Saved data entries
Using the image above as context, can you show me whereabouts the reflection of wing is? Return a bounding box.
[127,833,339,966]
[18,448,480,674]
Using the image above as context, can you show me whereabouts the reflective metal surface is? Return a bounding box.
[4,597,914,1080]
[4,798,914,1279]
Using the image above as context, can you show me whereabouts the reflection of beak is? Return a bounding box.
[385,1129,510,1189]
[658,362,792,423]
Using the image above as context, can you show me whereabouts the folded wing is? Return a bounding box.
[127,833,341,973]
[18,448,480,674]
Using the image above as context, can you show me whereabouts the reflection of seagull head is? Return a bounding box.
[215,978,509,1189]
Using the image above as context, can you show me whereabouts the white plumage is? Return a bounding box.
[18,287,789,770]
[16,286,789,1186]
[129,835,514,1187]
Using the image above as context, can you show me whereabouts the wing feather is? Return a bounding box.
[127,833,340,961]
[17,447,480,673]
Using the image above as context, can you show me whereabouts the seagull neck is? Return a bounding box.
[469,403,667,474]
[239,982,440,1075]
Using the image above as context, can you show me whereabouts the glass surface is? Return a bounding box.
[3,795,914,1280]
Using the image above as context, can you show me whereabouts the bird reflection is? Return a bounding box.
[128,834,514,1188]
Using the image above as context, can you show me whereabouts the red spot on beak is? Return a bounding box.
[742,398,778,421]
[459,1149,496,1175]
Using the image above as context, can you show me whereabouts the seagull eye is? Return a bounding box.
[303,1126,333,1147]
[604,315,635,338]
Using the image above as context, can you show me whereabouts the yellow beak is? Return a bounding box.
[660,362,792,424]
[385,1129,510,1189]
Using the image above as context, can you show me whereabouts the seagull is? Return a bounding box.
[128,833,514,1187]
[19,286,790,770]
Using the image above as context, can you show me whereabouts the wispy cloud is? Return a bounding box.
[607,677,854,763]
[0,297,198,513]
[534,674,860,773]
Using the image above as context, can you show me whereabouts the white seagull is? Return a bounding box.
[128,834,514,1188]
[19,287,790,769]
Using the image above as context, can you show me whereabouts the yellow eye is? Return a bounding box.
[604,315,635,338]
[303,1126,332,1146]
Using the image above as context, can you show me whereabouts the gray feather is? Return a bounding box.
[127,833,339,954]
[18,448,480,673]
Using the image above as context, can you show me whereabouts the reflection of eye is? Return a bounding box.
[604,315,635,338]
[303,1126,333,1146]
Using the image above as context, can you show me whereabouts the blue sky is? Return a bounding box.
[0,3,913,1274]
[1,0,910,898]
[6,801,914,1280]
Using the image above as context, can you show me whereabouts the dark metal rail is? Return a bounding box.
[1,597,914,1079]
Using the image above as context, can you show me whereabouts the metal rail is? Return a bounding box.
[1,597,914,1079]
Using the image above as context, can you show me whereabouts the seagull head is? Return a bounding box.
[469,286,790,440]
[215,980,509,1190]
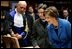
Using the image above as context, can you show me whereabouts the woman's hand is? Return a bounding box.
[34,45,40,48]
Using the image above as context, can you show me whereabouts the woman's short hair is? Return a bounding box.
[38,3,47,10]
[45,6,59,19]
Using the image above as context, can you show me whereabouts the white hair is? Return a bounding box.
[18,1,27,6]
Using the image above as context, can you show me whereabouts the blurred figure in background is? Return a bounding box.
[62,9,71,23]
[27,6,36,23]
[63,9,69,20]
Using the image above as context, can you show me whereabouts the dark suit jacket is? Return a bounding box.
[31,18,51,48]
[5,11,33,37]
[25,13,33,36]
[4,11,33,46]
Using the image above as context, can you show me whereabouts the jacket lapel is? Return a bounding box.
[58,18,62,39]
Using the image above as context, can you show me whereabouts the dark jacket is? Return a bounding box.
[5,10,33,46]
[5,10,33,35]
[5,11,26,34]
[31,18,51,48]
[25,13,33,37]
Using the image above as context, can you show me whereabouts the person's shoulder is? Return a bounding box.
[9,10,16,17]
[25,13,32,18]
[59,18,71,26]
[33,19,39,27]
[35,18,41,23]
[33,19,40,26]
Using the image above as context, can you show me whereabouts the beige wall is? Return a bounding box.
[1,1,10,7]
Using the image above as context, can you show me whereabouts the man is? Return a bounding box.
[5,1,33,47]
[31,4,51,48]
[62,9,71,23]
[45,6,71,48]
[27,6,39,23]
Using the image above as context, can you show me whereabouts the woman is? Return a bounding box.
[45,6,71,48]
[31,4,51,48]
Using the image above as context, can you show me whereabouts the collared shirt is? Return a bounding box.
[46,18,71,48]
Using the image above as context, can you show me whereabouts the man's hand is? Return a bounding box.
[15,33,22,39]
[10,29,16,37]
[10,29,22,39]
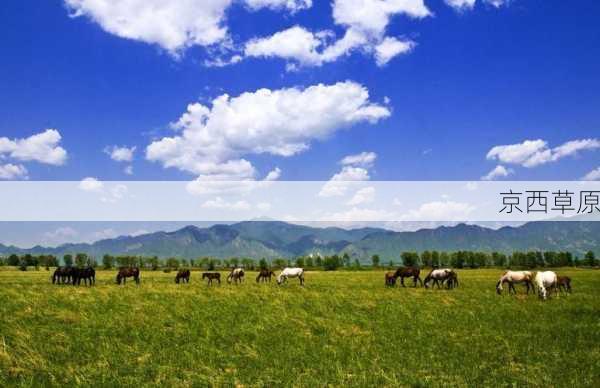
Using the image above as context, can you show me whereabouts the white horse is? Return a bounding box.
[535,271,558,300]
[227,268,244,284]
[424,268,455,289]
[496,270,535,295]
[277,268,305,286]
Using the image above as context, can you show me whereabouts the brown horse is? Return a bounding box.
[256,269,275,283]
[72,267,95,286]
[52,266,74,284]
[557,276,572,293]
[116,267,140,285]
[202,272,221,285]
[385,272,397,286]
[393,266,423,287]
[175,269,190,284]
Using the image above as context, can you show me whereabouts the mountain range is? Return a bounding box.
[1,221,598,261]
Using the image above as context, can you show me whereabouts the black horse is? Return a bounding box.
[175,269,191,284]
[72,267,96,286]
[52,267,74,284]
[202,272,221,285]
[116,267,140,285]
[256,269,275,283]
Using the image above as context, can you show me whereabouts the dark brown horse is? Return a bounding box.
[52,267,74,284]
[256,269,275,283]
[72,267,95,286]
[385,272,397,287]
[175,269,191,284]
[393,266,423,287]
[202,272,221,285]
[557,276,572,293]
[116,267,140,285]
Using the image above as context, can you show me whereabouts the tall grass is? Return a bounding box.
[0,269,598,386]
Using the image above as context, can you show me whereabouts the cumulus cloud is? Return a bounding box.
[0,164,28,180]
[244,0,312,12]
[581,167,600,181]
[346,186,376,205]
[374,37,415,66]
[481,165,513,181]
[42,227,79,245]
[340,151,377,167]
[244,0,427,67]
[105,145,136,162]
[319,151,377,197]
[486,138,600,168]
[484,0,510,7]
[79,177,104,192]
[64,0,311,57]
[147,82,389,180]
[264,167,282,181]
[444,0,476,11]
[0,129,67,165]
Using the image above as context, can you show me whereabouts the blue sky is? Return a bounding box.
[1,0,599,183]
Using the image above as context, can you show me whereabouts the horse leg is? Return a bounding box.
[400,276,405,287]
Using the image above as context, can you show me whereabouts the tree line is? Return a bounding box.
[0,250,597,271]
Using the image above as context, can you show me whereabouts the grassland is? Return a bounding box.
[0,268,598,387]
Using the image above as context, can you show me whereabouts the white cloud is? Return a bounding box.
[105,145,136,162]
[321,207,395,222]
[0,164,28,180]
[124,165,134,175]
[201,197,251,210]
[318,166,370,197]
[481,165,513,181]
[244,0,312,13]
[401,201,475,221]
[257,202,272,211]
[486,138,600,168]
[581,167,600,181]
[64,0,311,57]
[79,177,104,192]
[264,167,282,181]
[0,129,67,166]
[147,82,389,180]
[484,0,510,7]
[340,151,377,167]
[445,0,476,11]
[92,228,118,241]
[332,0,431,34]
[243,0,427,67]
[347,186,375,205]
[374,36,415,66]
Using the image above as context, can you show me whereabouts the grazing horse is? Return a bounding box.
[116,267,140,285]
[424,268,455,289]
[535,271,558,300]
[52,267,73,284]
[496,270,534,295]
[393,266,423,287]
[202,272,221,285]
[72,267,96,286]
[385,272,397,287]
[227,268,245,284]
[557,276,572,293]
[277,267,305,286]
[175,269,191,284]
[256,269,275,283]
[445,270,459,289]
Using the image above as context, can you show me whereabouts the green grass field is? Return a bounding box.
--
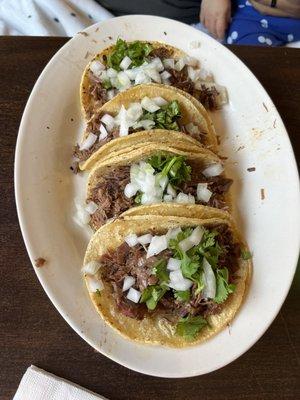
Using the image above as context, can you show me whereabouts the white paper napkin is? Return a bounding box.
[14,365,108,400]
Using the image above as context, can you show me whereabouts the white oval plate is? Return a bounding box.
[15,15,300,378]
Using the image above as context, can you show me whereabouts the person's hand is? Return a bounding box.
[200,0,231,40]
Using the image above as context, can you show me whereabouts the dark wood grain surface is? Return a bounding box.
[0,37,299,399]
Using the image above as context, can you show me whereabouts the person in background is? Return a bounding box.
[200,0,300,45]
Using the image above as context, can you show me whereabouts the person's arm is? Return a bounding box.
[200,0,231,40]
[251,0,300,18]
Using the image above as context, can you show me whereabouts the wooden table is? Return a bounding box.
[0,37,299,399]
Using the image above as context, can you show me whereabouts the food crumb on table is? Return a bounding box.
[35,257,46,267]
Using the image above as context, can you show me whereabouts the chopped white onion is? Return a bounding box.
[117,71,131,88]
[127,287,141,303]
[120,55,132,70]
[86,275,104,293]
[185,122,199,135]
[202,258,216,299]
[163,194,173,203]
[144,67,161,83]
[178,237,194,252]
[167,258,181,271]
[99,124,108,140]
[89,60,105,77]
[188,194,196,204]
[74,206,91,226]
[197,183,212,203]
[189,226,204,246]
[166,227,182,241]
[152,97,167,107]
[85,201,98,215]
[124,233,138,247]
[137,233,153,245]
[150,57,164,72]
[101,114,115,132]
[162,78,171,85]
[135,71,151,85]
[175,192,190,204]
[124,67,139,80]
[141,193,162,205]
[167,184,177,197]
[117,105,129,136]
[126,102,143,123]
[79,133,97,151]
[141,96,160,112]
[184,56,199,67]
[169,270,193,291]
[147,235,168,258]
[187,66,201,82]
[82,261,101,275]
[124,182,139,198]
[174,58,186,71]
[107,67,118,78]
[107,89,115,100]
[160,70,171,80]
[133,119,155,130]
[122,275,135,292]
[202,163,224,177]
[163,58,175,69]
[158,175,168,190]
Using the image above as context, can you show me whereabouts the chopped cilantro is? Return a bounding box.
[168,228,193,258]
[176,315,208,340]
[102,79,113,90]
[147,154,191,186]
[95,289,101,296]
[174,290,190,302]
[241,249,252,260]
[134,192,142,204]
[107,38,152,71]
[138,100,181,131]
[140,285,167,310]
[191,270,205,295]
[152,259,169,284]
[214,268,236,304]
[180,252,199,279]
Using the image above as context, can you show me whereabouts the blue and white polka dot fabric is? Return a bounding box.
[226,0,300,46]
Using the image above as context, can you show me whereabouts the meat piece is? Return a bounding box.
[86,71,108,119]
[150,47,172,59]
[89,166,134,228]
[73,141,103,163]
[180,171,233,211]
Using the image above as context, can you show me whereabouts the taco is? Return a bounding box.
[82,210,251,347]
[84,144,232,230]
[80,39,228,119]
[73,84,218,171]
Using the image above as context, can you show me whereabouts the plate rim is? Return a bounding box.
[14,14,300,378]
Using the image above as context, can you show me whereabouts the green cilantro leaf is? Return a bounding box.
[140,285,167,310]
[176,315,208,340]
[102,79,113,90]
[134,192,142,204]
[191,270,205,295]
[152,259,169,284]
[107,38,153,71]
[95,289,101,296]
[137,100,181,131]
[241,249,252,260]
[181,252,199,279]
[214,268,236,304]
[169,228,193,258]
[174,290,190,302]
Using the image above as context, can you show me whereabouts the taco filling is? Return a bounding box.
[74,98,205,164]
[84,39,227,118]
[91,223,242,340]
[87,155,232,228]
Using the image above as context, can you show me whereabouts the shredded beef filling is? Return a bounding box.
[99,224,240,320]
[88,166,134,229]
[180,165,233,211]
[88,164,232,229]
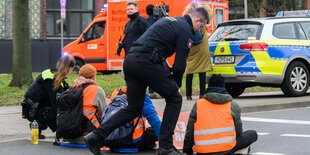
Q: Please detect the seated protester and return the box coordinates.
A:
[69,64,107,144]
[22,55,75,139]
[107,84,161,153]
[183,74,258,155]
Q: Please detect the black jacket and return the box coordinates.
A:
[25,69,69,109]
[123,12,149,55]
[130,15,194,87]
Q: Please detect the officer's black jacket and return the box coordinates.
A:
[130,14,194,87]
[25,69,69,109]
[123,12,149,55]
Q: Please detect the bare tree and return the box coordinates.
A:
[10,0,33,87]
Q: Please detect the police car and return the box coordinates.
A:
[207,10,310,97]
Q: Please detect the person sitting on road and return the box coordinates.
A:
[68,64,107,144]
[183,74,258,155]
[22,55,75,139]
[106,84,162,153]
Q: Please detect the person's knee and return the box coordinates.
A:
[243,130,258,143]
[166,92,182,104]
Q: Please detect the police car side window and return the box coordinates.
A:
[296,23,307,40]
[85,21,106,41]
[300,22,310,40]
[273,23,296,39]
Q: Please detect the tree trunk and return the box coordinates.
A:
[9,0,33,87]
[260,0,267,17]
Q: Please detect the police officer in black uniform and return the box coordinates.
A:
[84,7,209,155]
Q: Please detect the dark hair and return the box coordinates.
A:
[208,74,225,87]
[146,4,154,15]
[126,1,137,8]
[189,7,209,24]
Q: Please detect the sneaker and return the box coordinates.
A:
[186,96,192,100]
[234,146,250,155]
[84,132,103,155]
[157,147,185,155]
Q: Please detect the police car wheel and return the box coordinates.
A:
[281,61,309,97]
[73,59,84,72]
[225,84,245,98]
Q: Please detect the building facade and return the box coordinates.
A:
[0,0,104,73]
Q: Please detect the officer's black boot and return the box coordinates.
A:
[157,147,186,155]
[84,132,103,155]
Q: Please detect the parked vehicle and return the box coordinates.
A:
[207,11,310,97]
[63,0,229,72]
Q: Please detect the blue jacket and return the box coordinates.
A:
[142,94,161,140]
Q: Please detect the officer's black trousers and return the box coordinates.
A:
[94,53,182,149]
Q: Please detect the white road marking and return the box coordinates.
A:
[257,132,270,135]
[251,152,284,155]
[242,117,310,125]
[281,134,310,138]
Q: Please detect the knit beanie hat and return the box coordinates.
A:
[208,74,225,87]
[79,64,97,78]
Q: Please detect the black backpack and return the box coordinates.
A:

REQUIREMENT: Retype exactly the lines above, from the one with "white cloud is? Return a bounding box." through the one with "field is? Return a bounding box.", inclusive.

COMPLETED TASK:
Using the image above as context, can you show me whereabouts the white cloud is? Return a bounding box.
[105,145,136,162]
[321,207,395,222]
[0,164,28,180]
[124,165,134,175]
[201,197,251,210]
[318,166,370,197]
[481,165,513,181]
[244,0,312,13]
[401,201,475,221]
[257,202,272,211]
[486,138,600,168]
[581,167,600,181]
[64,0,311,57]
[79,177,104,192]
[264,167,282,181]
[0,129,67,166]
[147,82,389,180]
[484,0,510,7]
[340,151,377,167]
[445,0,476,11]
[92,228,118,241]
[332,0,431,34]
[243,0,427,67]
[347,186,375,205]
[374,36,415,66]
Using the image above as context, can you show me whereabouts the grazing horse is? Return a bounding box.
[116,267,140,285]
[424,268,455,289]
[535,271,558,300]
[52,267,73,284]
[496,270,534,295]
[393,266,423,287]
[202,272,221,285]
[72,267,96,286]
[385,272,397,287]
[227,268,245,284]
[557,276,572,293]
[277,267,305,286]
[175,269,191,284]
[256,269,275,283]
[445,270,459,289]
Using the image above as context, can you show me whereabouts the green grass field is? Return a bounding box.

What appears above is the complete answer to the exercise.